--- Start of Source data ---
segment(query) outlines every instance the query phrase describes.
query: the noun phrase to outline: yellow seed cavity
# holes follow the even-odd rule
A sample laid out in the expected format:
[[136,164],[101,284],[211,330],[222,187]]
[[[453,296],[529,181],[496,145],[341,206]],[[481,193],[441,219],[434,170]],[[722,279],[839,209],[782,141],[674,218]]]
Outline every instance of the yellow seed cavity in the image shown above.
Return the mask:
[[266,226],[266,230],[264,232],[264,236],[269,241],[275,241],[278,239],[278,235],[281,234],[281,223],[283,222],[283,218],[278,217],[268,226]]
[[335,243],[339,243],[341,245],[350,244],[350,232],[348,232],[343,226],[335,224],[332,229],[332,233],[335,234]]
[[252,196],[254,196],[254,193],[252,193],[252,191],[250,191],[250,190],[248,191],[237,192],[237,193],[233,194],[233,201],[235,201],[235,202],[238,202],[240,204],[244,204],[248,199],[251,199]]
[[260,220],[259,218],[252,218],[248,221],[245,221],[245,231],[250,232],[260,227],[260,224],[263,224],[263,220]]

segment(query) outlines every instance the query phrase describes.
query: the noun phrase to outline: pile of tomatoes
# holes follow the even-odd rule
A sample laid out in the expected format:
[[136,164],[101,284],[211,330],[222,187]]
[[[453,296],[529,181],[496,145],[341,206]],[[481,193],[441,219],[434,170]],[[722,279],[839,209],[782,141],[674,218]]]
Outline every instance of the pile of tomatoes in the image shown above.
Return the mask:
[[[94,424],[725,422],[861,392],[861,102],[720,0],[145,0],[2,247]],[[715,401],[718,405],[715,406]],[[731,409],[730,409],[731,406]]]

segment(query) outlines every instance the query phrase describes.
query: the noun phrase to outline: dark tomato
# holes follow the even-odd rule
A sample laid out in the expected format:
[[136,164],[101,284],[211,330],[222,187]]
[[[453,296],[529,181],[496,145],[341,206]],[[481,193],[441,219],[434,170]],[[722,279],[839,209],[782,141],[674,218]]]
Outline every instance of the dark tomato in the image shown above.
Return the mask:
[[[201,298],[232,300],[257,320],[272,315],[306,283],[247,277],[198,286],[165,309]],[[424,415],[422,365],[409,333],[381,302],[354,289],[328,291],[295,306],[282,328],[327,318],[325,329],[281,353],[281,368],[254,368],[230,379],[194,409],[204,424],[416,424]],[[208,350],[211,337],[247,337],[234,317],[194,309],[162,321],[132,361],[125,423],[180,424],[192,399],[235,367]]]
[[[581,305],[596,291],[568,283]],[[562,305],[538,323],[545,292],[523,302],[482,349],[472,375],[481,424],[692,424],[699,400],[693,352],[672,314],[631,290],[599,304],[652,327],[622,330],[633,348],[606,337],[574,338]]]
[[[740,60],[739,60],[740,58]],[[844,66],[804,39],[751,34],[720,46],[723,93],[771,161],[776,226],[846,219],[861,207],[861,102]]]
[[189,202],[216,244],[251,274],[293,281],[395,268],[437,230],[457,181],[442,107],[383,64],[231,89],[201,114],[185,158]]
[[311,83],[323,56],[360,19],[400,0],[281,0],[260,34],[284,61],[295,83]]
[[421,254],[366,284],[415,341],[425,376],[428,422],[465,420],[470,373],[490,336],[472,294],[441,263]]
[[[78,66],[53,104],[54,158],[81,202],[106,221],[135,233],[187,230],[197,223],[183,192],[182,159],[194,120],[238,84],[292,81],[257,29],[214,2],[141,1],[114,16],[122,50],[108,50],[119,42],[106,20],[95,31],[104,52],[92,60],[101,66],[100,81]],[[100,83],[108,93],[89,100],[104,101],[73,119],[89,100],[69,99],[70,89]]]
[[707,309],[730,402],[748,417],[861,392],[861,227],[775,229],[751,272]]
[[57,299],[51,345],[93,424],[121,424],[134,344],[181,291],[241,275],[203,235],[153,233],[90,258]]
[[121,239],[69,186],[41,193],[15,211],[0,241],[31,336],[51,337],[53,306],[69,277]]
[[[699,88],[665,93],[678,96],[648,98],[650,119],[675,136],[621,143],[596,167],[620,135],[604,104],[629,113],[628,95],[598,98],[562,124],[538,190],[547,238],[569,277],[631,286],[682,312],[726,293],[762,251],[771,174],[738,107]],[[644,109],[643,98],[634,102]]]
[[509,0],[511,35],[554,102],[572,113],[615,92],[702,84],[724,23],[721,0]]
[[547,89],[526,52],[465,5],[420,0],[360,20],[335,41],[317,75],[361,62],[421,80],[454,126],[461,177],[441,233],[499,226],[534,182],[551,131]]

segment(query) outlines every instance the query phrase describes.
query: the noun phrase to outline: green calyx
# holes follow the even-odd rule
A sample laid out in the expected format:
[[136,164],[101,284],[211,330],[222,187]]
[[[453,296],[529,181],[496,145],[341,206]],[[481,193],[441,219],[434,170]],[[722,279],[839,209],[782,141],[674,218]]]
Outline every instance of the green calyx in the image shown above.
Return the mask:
--- End of Source data ---
* Exercise directions: From the items above, pull out and copy every line that contains the string "tomatoes".

* Response:
query: the noun phrase to outline: pile of tomatoes
Outline every instance of the pile of tomatoes in the image shown above.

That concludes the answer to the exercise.